Cuando llegó la pandemia, fue de los pocos cuyo aspecto no se vio mermado por el aislamiento en la habitación. Dos meses y medio pasaron los abuelos entre cuatro paredes, con atenciones mínimas y con prisas, sin contacto humano con familiares u otros compañeros de residencia. Algunos perdieron parte de sus facultades mentales. Muchos sufrieron un deterioro físico notable por la poca movilidad, la ausencia de ejercicio físico e incluso de la luz del sol. A gente que iba sobrada de años les cayeron en esas semanas algunos más encima... Pero Javier se daba sus paseos en círculo en ese reducido espacio, mantenía su mente lúcida con los pocos libros que tenía y viendo la televisión. Aprovechó cada instante de las videollamadas que hizo con sus seres queridos, e incluso cada breve momento de conversación con auxiliares que corrían de un sitio para otro. De hecho, fue de los pocos que no contrajo la enfermedad en esos días. Lo único que le amargaba es no leer su Marca. "Pero si ya no hay fútbol, Javier. Ni baloncesto ni nada... Si se han suspendido todas las competiciones" le decíamos. "Bueno, da igual. Me entretendría con la liga de bolos de Islandia, o con la historia del primer jugador de rugby de Mongolia" nos contestaba riendo...
La situación se fue normalizando, dentro de lo que éso significó, durante los meses siguientes. Poco a poco los residentes salían a pasear a las zonas ajardinadas, y no eran pocos los familiares que les esperaban fuera para verles o charlar con ellos a través de las vallas. Había que tener mucho cuidado, porque su exceso de cariño a veces les llevaba a traerles detalles, o al contacto físico, y podría significar un rebrote despues del infierno que habíamos pasado. Seguía saliendo algún caso aislado, entre residentes y personal, y se controlaba mucho los contactos para evitar contagios.

----------------

**Tareas a realizar**
1) Según el relato de la residencia, ¿qué era lo único que le amargaba a Javier durante el encierro en la habitación?
2) Indica si cada afirmación coincide con el relato de la residencia y cita las palabras que lo deciden: (a) los abuelos pasaron dos meses y medio encerrados en sus habitaciones; (b) Javier se contagió de la enfermedad en esos días; (c) después del encierro ya no apareció ningún caso de contagio.
3) Prolonga el relato de la residencia a partir de su última frase.

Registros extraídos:
----------------

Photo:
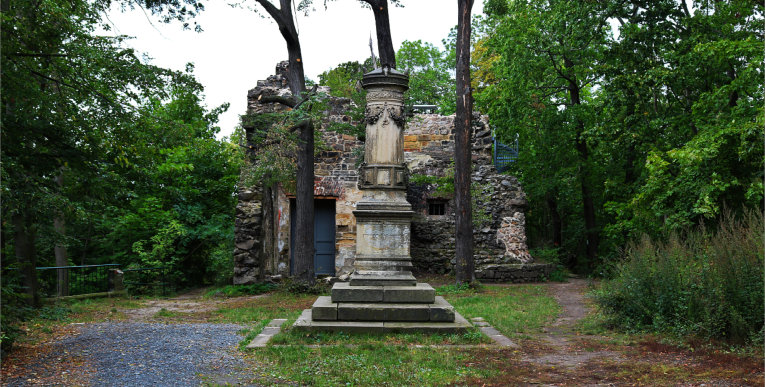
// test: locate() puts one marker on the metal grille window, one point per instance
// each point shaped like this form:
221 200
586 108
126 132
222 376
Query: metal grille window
436 207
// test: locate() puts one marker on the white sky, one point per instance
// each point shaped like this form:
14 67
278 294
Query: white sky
238 47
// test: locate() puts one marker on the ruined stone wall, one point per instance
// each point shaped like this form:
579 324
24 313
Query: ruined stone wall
499 232
498 198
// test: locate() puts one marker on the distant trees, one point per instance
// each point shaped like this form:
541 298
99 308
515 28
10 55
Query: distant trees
465 268
430 75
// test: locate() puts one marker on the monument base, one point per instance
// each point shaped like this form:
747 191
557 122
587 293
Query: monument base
382 309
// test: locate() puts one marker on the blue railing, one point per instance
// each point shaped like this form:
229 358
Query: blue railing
505 154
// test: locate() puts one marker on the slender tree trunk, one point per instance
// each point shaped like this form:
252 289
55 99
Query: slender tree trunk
462 160
588 204
382 26
59 250
557 225
303 269
24 243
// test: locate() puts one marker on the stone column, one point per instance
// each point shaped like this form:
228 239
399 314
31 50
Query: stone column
383 216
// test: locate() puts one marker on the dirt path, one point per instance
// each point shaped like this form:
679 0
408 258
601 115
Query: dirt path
563 344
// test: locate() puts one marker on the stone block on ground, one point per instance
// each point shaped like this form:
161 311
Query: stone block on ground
382 312
324 309
420 293
441 310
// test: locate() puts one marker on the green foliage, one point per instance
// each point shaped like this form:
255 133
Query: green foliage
430 75
512 310
133 143
461 289
707 283
16 308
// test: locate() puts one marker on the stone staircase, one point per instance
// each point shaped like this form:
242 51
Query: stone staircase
382 309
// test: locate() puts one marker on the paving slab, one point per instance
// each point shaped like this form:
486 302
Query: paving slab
441 310
305 323
420 293
324 309
270 330
344 292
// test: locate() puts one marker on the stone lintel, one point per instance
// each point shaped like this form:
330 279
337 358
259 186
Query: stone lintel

----------------

**Respuestas por punto**
1) No leer su Marca.

2)
(a) Sí: «Dos meses y medio pasaron los abuelos entre cuatro paredes».
(b) No: «fue de los pocos que no contrajo la enfermedad en esos días».
(c) No: «Seguía saliendo algún caso aislado, entre residentes y personal».

3)
Por fin, se permitieron las visitas. En salas con una mampara de separación, era algo descorazonador ver a esa gente que no entendía por qué les habían encerrado tanto tiempo, y ahora que se les permitía salir, por qué no les dejaban abrazar a su familia. Las visitas estaban controladas por personal del centro, a veces un fisio, en ocasiones una psicóloga, o una terapeuta social... Y, cuando fueron pasando las semanas, se fueron relajando en esa supervisión. Algunos permitían que la familia abrazase al anciano al ir y al despedirse. Otros residentes regresaban de las visitas con regalos... No se hizo todo lo bien que debió hacerse. La cuestión es que, de algún modo, el virus volvió. No fue un caida en picado, no era un rebrote. Un par de auxiliares, el conductor. Y algún residente.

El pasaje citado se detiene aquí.